Task brief
Scale the part of the records that opens with the line containing "of the wooden" and closes at the end of the records by rewriting every line of it. Multiply each coordinate in the answers by 1.85 and round to a whole number, with halves going up, while leaving all other text unchanged.

----------

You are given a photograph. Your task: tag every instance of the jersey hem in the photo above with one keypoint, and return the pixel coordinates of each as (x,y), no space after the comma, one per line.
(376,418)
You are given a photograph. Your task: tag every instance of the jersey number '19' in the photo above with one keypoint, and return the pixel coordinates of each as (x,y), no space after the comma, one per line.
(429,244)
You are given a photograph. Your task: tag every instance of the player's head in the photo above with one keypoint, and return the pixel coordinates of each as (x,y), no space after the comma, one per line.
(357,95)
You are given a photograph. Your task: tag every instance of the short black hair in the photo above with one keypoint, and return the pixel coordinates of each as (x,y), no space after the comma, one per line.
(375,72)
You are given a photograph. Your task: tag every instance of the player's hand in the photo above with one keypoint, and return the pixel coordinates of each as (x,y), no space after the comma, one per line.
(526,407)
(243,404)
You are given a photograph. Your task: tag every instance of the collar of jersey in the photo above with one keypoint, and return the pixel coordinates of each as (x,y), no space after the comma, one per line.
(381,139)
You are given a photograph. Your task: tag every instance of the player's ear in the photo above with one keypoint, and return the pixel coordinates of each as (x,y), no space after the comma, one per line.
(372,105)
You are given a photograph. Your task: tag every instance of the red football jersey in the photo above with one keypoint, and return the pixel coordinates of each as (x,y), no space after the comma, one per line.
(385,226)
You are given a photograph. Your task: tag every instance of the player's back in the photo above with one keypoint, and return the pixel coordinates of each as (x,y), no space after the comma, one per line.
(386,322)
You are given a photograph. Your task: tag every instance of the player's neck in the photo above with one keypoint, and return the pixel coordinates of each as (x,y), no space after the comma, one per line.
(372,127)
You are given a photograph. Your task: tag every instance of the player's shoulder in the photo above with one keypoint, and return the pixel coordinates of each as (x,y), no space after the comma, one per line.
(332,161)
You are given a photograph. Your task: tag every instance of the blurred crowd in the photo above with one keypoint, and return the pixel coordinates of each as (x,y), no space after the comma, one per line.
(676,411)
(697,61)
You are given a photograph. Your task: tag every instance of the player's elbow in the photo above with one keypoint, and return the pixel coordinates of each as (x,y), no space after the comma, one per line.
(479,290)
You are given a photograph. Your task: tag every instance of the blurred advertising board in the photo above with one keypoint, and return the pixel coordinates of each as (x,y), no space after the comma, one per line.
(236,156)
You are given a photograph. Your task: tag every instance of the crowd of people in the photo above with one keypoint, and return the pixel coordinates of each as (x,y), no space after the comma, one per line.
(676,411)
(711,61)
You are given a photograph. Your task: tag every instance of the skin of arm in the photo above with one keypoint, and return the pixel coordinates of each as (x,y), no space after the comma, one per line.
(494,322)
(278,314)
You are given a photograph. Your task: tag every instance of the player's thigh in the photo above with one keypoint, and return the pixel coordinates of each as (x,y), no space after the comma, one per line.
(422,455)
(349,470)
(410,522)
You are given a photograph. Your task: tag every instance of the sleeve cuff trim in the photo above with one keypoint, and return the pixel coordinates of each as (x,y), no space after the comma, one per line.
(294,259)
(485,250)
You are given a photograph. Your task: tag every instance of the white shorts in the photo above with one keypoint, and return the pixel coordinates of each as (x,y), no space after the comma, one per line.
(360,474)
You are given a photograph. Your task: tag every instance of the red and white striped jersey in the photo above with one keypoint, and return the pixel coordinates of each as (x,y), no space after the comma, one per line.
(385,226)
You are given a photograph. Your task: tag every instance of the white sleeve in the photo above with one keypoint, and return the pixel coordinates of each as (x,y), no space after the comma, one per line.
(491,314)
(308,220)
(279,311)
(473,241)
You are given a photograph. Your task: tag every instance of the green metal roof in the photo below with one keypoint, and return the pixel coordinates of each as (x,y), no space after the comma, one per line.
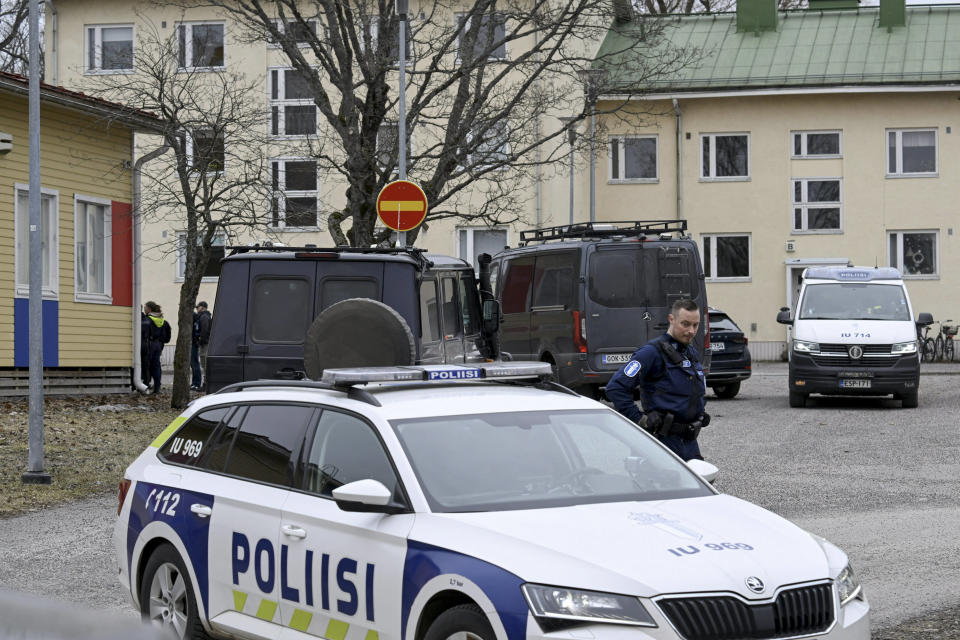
(810,48)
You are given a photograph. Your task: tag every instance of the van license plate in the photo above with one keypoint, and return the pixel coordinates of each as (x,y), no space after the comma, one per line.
(855,384)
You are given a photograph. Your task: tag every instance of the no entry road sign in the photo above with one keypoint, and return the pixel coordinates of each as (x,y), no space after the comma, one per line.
(402,205)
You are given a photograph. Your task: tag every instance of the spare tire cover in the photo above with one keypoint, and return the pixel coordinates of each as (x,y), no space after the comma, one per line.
(359,332)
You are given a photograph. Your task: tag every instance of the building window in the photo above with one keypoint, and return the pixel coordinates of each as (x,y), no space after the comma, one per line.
(726,256)
(92,249)
(292,109)
(911,152)
(49,243)
(200,45)
(633,159)
(816,144)
(493,147)
(109,48)
(472,241)
(295,194)
(725,156)
(915,253)
(206,151)
(491,37)
(817,205)
(217,252)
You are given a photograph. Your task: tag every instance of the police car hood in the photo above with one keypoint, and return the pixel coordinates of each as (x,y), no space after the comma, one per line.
(643,548)
(856,331)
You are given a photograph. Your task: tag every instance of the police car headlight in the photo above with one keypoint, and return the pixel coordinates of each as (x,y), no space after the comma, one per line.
(848,586)
(559,603)
(803,346)
(904,348)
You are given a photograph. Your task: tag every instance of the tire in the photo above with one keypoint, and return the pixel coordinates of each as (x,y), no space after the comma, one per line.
(727,391)
(798,400)
(462,622)
(910,400)
(166,596)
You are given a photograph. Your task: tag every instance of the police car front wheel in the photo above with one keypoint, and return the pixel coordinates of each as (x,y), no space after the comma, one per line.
(463,622)
(166,597)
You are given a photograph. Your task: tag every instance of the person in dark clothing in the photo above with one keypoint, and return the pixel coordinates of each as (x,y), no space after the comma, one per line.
(201,338)
(672,384)
(156,332)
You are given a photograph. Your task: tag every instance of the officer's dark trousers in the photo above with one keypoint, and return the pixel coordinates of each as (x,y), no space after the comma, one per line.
(686,449)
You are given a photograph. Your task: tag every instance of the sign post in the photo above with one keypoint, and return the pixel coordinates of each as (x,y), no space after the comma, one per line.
(402,206)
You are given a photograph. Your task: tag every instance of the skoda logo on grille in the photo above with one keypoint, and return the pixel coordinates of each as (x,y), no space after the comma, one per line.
(755,584)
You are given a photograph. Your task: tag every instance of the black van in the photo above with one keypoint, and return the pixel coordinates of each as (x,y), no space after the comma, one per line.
(288,312)
(584,297)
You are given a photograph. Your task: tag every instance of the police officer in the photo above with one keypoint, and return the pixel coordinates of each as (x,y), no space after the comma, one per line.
(671,381)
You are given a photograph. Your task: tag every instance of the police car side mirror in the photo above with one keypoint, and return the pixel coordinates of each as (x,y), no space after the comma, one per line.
(703,469)
(367,496)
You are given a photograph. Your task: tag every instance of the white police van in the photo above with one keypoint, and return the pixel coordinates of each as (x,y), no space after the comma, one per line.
(428,502)
(854,334)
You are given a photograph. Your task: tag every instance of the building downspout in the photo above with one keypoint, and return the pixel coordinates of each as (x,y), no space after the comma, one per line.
(676,109)
(137,178)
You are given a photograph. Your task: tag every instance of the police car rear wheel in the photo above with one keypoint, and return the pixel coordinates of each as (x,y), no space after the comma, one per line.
(166,599)
(463,622)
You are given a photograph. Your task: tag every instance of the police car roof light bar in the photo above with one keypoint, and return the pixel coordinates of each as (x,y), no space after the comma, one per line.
(585,230)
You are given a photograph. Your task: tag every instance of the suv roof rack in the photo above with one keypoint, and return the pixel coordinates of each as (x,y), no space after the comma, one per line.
(416,253)
(589,230)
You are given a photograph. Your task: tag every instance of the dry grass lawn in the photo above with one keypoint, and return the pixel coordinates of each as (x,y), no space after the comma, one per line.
(88,442)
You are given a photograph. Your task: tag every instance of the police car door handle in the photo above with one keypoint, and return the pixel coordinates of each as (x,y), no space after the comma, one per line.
(293,532)
(201,510)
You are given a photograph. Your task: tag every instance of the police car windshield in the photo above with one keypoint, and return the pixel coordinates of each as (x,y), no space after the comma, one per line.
(538,459)
(854,301)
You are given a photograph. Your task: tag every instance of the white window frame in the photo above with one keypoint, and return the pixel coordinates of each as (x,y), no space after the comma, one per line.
(897,260)
(803,155)
(804,204)
(281,194)
(713,177)
(282,28)
(899,133)
(188,43)
(52,239)
(466,26)
(280,102)
(181,266)
(84,296)
(711,238)
(611,179)
(95,67)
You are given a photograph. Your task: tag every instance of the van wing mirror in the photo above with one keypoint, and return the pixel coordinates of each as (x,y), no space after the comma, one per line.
(491,316)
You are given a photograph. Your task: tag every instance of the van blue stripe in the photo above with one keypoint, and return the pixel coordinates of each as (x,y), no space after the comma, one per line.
(425,562)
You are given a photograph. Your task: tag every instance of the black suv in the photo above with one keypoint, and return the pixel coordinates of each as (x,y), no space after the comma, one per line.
(584,297)
(289,312)
(730,357)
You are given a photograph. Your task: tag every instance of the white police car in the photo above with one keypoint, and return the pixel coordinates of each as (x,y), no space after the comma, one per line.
(366,509)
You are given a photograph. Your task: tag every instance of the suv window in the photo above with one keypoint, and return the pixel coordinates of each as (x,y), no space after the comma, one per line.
(189,445)
(268,439)
(642,277)
(345,449)
(279,310)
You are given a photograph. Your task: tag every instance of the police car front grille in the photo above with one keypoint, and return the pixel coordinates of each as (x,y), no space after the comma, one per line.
(796,612)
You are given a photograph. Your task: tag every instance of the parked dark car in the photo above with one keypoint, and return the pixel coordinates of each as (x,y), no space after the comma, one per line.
(730,363)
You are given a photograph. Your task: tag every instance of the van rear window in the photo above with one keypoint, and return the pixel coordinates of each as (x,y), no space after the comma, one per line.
(643,276)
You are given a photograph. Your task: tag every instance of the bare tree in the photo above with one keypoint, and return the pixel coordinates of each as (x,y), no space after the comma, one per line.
(212,185)
(483,77)
(13,36)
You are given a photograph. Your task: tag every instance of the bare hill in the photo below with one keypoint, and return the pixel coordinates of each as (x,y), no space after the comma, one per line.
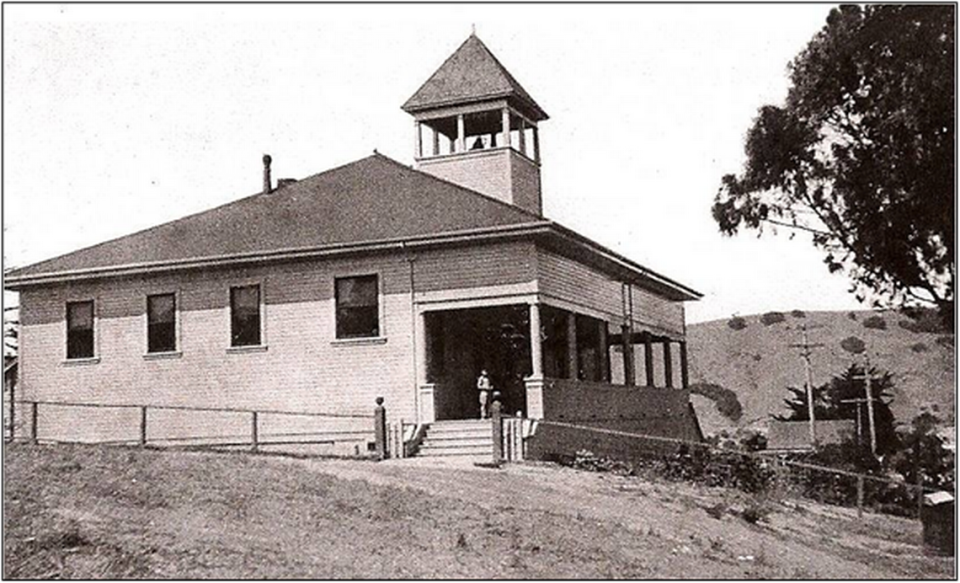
(757,363)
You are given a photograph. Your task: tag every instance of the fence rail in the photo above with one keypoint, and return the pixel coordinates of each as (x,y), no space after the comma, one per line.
(254,437)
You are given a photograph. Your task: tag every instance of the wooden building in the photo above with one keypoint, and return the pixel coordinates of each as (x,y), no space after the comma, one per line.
(371,279)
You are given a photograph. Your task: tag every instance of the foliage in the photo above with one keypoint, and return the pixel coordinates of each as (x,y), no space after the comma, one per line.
(853,345)
(861,155)
(923,452)
(828,404)
(736,323)
(771,318)
(726,401)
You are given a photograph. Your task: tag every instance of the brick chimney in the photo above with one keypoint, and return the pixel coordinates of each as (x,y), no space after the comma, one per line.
(266,174)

----------

Response to the task
You are given a photograph. Your task: tag every instance of the wooden building in the photo above with one keypoint, and return the pixel coordinates of each as (x,y), no space after the comma, one per line.
(686,516)
You are given a photograph. Your task: tag every instance of the foliage in the photo above with one keypoint, and return the pixel coordinates of each as (x,y), no space after the comma, one per line.
(1578,638)
(1593,287)
(1708,836)
(1532,747)
(1362,598)
(1426,588)
(1343,742)
You are given a photograph. Your task: tag every instance of the brick chimney in the photo above with one keypoint, and return the pixel coordinates of each as (x,y), no space after the comma, one per line.
(492,322)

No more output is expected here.